(Page extract)
I've been hitting gym regularly for two weeks and doing workouts 6 days a week. My program includes 3 sets - 10 reps for each workout. So, my question is related to whether one has to lift heavier weights or ligther weights in order to gain muscle mass or to get bigger. I did some researches in muscle physiology and saw that the recent studies do state that both ways work. On other hand, lifting heavier weights causes more muscle tension, which lighter weights do not. Do you think I should decrease reps and increase weight? Below is my build:

Weight: 60 KG

Height: 1.75m


  • Could you be more specific - what do you do, what do you mean with lighter or heavier weights, how do you build in progression and so on? Also please take it easy. Learn the movements first before pushing your limits. You shouldn't worry too much about that for now, you will gain muscle mass almost no matter what (newbie gains) for a while.
    – Raditz_35
    Feb 17, 2019 at 17:51
  • I put here in the link a playlist of Eric Helms, a well-known natural bodybuilder and researcher. Here is the playlist link: youtube.com/…
    – Michael C.
    Mar 10, 2019 at 21:02

1 Answer 1


First of all, definitely worth pointing out that training 6 times a week won't get you anywhere if you're not on some kind of juice or another. If you're doing it naturally stick to 3 times a week.

Secondly, it's not the weight that matters but the exercise that you're doing. No matter how heavy is the barbell you're lifting, doing bicep curls won't make you any bigger than you are already.

Instead, you should focus on powerlifting classics: squat, bench press and deadlift. All this exercises engage multiple muscle groups and produce massive muscle tension which itself launches the hypercompensation mechanism.

With that being said, back off to your initial question: which weight should you work with? Since you're only starting you have to teach your muscles how to move, how to produce tension. You should not decend lower than 10 reps in any given exercise. The perfect range is 10 to 12 reps.

The program for the first 3 month should be something like this:

|Exercise       | Set 1 | Set 2 | Set 3 | Set 4|
|Military Press |  12   |  10   |  10   |  10  |
|Bicep Curl     |  12   |  10   |  10   |  10  |
|Bench Press    |  12   |  10   |  10   |  10  |
|Squat          |  12   |  10   |  10   |  10  |
|Bent over row  |  12   |  10   |  10   |  10  |
|Crunches       |  25   |  25   |  25   |  25  |

3 times per week, with at least one day in between any 2 training sessions. If you feel yourself tired, put it off until tomorrow.
(End Page extract)
(Study material)
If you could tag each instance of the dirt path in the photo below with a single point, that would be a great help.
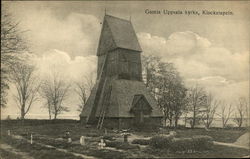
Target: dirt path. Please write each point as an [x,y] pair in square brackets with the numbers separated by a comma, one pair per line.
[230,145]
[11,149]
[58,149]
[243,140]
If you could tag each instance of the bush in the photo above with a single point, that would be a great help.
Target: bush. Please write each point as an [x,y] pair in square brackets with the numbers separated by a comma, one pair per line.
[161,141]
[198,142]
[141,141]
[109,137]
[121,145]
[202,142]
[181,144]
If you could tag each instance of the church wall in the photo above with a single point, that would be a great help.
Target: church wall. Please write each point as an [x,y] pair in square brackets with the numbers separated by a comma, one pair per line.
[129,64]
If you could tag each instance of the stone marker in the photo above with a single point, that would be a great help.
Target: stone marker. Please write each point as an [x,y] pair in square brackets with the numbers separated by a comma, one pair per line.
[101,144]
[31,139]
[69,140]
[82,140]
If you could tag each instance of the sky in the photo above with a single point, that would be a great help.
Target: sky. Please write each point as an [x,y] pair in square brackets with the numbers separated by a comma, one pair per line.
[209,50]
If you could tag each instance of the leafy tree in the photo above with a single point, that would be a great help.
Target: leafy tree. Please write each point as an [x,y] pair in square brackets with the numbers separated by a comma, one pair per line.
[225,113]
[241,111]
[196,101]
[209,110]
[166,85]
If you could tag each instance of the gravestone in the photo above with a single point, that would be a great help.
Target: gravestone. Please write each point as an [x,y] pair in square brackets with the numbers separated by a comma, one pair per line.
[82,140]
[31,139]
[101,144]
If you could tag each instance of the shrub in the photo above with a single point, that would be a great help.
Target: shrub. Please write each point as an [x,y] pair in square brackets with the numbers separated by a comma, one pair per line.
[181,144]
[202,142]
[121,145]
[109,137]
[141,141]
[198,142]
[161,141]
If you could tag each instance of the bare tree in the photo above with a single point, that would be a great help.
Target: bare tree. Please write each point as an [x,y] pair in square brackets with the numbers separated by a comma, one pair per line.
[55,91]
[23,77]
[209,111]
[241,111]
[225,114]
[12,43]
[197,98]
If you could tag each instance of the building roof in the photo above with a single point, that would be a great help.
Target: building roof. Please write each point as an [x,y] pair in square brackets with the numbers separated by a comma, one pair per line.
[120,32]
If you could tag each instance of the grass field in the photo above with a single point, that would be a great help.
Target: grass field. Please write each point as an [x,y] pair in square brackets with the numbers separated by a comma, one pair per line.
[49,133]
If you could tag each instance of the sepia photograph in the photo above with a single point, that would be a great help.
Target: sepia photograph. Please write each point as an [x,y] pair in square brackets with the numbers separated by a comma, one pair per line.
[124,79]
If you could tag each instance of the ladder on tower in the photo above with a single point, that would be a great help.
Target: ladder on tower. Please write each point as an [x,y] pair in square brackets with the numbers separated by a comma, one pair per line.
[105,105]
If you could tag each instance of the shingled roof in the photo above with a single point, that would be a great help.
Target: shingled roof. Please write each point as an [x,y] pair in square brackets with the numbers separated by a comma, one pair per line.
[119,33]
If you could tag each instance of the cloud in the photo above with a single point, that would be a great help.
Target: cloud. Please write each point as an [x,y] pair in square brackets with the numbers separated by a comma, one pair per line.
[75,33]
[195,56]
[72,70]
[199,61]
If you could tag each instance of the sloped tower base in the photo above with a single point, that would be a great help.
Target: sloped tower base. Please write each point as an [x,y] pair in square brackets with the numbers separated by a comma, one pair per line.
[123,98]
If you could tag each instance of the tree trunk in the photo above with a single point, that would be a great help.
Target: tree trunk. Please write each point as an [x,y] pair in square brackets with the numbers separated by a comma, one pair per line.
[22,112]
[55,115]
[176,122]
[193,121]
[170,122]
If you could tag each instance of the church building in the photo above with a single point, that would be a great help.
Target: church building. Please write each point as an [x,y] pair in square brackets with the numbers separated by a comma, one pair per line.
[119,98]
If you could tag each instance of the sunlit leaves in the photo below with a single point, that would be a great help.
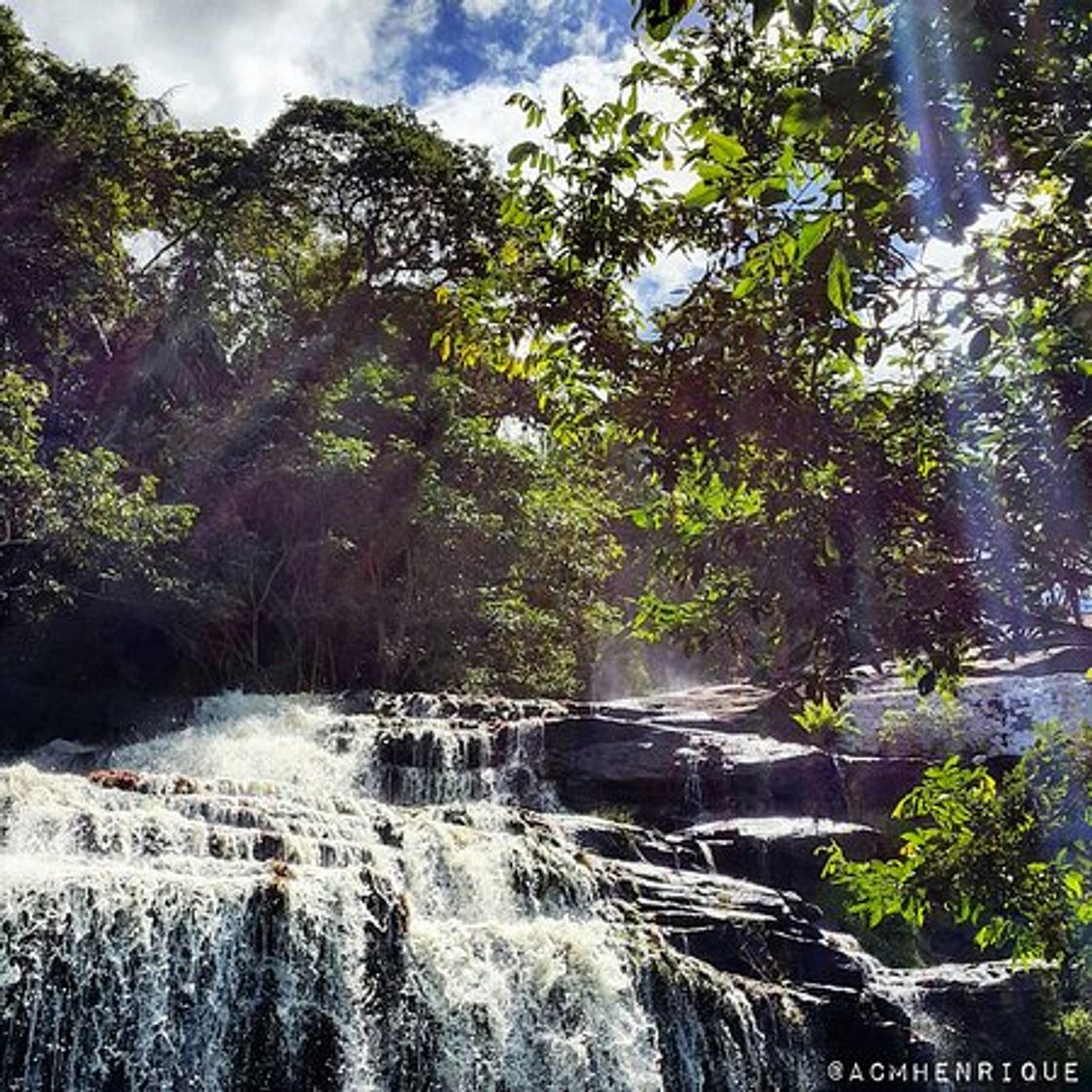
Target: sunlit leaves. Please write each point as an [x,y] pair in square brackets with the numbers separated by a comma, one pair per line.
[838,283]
(End Study material)
(Study material)
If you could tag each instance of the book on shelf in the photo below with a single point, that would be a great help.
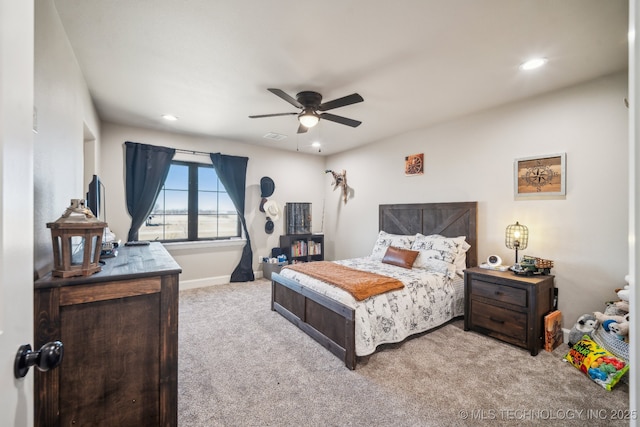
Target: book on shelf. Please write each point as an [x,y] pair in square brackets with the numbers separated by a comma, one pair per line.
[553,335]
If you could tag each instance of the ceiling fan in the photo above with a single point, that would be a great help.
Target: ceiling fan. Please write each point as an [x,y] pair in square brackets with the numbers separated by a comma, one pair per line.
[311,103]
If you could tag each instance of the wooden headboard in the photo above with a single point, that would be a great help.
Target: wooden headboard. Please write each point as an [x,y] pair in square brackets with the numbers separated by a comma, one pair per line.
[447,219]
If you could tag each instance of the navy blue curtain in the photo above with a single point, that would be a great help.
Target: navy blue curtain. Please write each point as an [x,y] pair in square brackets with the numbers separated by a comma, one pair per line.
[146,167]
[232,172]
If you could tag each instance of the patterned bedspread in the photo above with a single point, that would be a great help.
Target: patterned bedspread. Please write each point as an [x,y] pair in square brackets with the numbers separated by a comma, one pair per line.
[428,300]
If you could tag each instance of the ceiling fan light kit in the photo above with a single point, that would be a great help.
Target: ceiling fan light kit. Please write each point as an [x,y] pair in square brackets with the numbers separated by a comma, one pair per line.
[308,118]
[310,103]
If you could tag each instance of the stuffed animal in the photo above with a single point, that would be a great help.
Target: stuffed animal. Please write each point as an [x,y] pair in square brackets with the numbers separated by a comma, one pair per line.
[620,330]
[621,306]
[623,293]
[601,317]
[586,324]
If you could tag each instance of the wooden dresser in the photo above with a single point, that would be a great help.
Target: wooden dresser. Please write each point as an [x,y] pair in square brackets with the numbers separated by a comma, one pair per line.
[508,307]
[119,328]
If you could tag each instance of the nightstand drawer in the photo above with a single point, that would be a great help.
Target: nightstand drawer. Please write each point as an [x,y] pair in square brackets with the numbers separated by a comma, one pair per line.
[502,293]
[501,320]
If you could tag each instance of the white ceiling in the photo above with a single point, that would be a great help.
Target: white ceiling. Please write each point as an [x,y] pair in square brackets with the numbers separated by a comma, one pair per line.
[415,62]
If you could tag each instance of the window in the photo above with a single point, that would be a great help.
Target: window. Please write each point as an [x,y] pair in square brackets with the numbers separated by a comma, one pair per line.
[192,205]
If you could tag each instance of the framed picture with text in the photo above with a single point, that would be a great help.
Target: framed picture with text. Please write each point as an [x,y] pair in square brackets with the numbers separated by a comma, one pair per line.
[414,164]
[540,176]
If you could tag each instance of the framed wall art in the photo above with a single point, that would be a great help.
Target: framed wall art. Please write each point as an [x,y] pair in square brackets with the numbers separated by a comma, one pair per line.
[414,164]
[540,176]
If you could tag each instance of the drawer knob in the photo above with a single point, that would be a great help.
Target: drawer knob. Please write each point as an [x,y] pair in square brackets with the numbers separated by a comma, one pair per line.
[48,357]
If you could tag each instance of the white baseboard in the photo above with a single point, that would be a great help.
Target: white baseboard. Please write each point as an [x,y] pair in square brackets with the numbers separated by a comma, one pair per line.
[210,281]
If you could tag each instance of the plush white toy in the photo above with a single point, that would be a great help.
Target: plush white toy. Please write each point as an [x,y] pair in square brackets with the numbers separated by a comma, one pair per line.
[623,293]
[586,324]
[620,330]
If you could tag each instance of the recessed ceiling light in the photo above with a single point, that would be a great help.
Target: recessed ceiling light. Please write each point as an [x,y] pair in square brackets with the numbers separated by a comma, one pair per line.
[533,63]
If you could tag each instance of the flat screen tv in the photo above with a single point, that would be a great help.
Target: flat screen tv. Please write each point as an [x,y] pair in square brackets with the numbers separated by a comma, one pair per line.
(End Study material)
**Required action 1**
In the gym training thread above the rows, rewrite the passage between "First of all, definitely" and "the hypercompensation mechanism.", inclusive, substituting "compound lifts" for "powerlifting classics".
**Required action 2**
Answer these questions using the gym training thread above the rows:
(a) What body weight does the person asking give?
(b) For someone training naturally, how many times a week does the answer say to train?
(c) What rep range does the answer call perfect?
**Required action 3**
Continue the gym training thread above the rows, starting after its last sentence.

**Your response 1**
First of all, definitely worth pointing out that training 6 times a week won't get you anywhere if you're not on some kind of juice or another. If you're doing it naturally stick to 3 times a week.

Secondly, it's not the weight that matters but the exercise that you're doing. No matter how heavy is the barbell you're lifting, doing bicep curls won't make you any bigger than you are already.

Instead, you should focus on compound lifts: squat, bench press and deadlift. All this exercises engage multiple muscle groups and produce massive muscle tension which itself launches the hypercompensation mechanism.

**Your response 2**
(a) 60 KG
(b) 3 times a week
(c) 10 to 12 reps

**Your response 3**
Consume at least 1.5 grams of protein per kilo (you weight 60 kg => 60 * 1.5 = 90) and lots of carbs, since you're serioucly underweighted.

Watch and learn proper technique for every exercise, especially for them squats. Ask your coach if unsure whether you're doing it right.

Add plates, when you feel ready to make more than 10 reps in every working set (the first one being your warm up)!

If you're under 20-22 years old, replace your mid day with the following complex:

  1. 3 Superset - 20 deep barbell squats immediately followed by 15 dumbbell pullovers.
  2. 30 wide grip pullups (in as many sets as it'll take you to hit the number).
  3. 100 parallel bar pushups (in as many sets as it'll take you to hit the number).
  4. 100 crunches (in as many sets as it'll take you to hit the hundred).
  • 2
    Why did you state that "training 6 times a week won't get you anywhere"? Feb 17, 2019 at 18:14
  • Because that's what the science says. When you train you tear your muscles, you literally do damage to the muscle fiber. Then, your body needs time and energy (read food) to recover. Most muscles need 36 to 48 hours to recover after a weightlifting workout. So, if you'll train 6 times per week you'll either quickly fall into overtrained condition (means your body experience more stress that it can deal with) or you will train so light, that it won't have any impact.